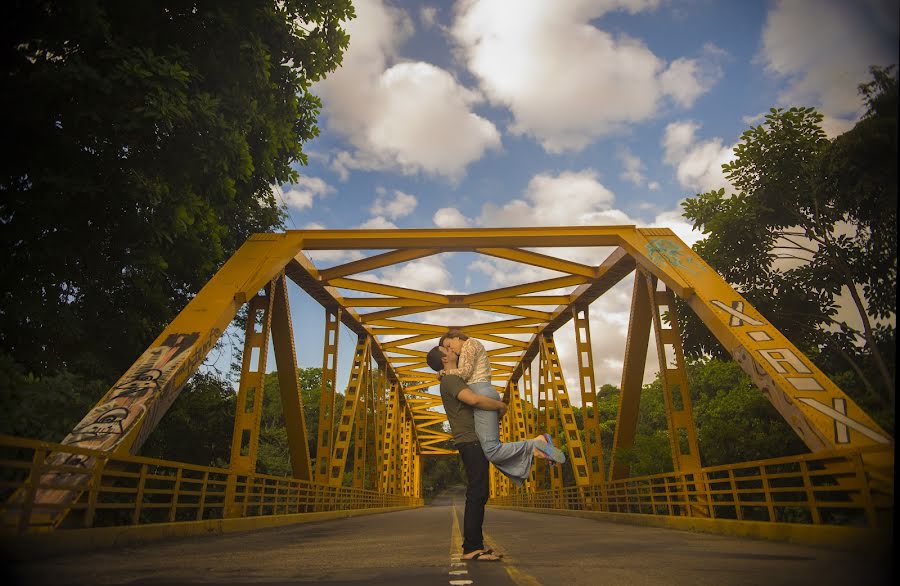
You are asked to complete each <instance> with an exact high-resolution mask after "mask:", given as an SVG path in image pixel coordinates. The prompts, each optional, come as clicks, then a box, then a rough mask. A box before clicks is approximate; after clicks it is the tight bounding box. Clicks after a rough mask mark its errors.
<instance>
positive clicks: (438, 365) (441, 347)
mask: <svg viewBox="0 0 900 586" xmlns="http://www.w3.org/2000/svg"><path fill="white" fill-rule="evenodd" d="M425 361H426V362H427V363H428V366H430V367H431V369H432V370H434V371H435V372H438V371H440V370H443V369H445V368H456V354H454V353H453V351H451V350H448V349H447V348H442V347H440V346H435V347H434V348H432V349H431V350H429V351H428V356H427V357H426V358H425Z"/></svg>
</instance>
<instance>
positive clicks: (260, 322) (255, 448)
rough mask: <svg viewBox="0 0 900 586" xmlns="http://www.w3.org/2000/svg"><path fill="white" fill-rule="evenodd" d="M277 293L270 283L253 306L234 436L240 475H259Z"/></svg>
mask: <svg viewBox="0 0 900 586" xmlns="http://www.w3.org/2000/svg"><path fill="white" fill-rule="evenodd" d="M273 289H274V286H273V284H272V283H269V285H268V286H266V289H265V293H264V294H262V292H261V293H260V294H258V295H256V296H255V297H254V298H253V299H251V300H250V303H249V313H248V315H247V328H246V332H245V334H244V354H243V357H242V361H241V380H240V383H239V386H238V396H237V407H236V409H235V417H234V433H233V435H232V438H231V460H230V463H231V469H232V470H233V471H235V472H236V473H238V474H252V473H253V472H255V471H256V457H257V452H258V449H259V422H260V418H261V417H262V403H263V395H264V386H265V378H266V358H267V357H268V354H269V332H270V325H271V320H272V299H273V297H274V295H272V293H273Z"/></svg>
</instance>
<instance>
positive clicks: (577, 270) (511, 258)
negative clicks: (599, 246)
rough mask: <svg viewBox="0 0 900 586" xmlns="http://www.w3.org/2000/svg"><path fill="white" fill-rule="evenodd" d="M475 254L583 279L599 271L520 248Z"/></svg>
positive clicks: (497, 249)
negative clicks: (578, 275)
mask: <svg viewBox="0 0 900 586" xmlns="http://www.w3.org/2000/svg"><path fill="white" fill-rule="evenodd" d="M475 252H479V253H481V254H484V255H488V256H493V257H496V258H503V259H506V260H511V261H515V262H520V263H524V264H529V265H532V266H536V267H541V268H544V269H549V270H552V271H557V272H560V273H569V274H572V275H581V276H583V277H589V278H593V277H596V276H597V269H596V268H595V267H589V266H587V265H583V264H581V263H577V262H572V261H569V260H564V259H561V258H557V257H553V256H548V255H546V254H540V253H538V252H532V251H529V250H521V249H518V248H476V249H475Z"/></svg>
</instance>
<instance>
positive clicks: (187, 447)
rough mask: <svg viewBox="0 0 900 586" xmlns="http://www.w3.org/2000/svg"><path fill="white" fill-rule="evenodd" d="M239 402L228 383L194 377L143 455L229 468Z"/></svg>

WHAT YOU NEED TO DO: Across the whole listing, reproduce each line verbatim and exclude every picture.

FINISHED EXERCISE:
You are asked to complete each <instance> with an exact high-resolution mask after "mask:", given as an SVG path in image pixel coordinates. The prompts, each optional, come as clicks, then a box, then a rough mask. A box before clicks is approximate; after clicks it is the tight bounding box. Clicks after a rough mask mark its errors.
<instance>
positive clicks: (438, 365) (441, 347)
mask: <svg viewBox="0 0 900 586" xmlns="http://www.w3.org/2000/svg"><path fill="white" fill-rule="evenodd" d="M425 361H426V362H427V363H428V366H430V367H431V369H432V370H434V371H435V372H438V371H440V370H443V369H445V368H456V354H454V353H453V351H451V350H448V349H447V348H442V347H440V346H435V347H434V348H432V349H431V350H429V351H428V356H427V357H426V358H425Z"/></svg>
</instance>
<instance>
positive clicks: (260, 322) (255, 448)
rough mask: <svg viewBox="0 0 900 586" xmlns="http://www.w3.org/2000/svg"><path fill="white" fill-rule="evenodd" d="M277 293L270 283L253 306L234 436L240 475H259Z"/></svg>
mask: <svg viewBox="0 0 900 586" xmlns="http://www.w3.org/2000/svg"><path fill="white" fill-rule="evenodd" d="M273 289H274V286H273V284H272V283H269V285H268V286H266V289H265V293H264V294H262V292H261V293H260V294H258V295H256V296H255V297H254V298H253V299H251V300H250V303H249V313H248V315H247V328H246V332H245V334H244V354H243V357H242V361H241V380H240V383H239V386H238V396H237V407H236V409H235V417H234V433H233V435H232V438H231V460H230V463H231V469H232V470H233V471H235V472H236V473H238V474H252V473H253V472H255V471H256V457H257V452H258V449H259V422H260V418H261V417H262V403H263V395H264V386H265V378H266V358H267V357H268V354H269V332H270V325H271V320H272V299H273V297H274V295H272V293H273Z"/></svg>
</instance>
<instance>
positive clicks: (577, 270) (511, 258)
negative clicks: (599, 246)
rough mask: <svg viewBox="0 0 900 586" xmlns="http://www.w3.org/2000/svg"><path fill="white" fill-rule="evenodd" d="M475 254L583 279L599 271L520 248Z"/></svg>
positive clicks: (497, 249)
negative clicks: (578, 275)
mask: <svg viewBox="0 0 900 586" xmlns="http://www.w3.org/2000/svg"><path fill="white" fill-rule="evenodd" d="M475 252H479V253H481V254H484V255H488V256H493V257H496V258H503V259H506V260H511V261H515V262H520V263H524V264H529V265H532V266H536V267H541V268H544V269H549V270H552V271H557V272H560V273H569V274H572V275H581V276H583V277H589V278H593V277H596V276H597V269H596V268H595V267H589V266H587V265H583V264H581V263H577V262H572V261H569V260H564V259H561V258H557V257H553V256H548V255H546V254H540V253H538V252H532V251H529V250H521V249H518V248H476V249H475Z"/></svg>
</instance>
<instance>
positive clicks: (187, 447)
rough mask: <svg viewBox="0 0 900 586" xmlns="http://www.w3.org/2000/svg"><path fill="white" fill-rule="evenodd" d="M239 402L228 383L194 377L143 455L229 468Z"/></svg>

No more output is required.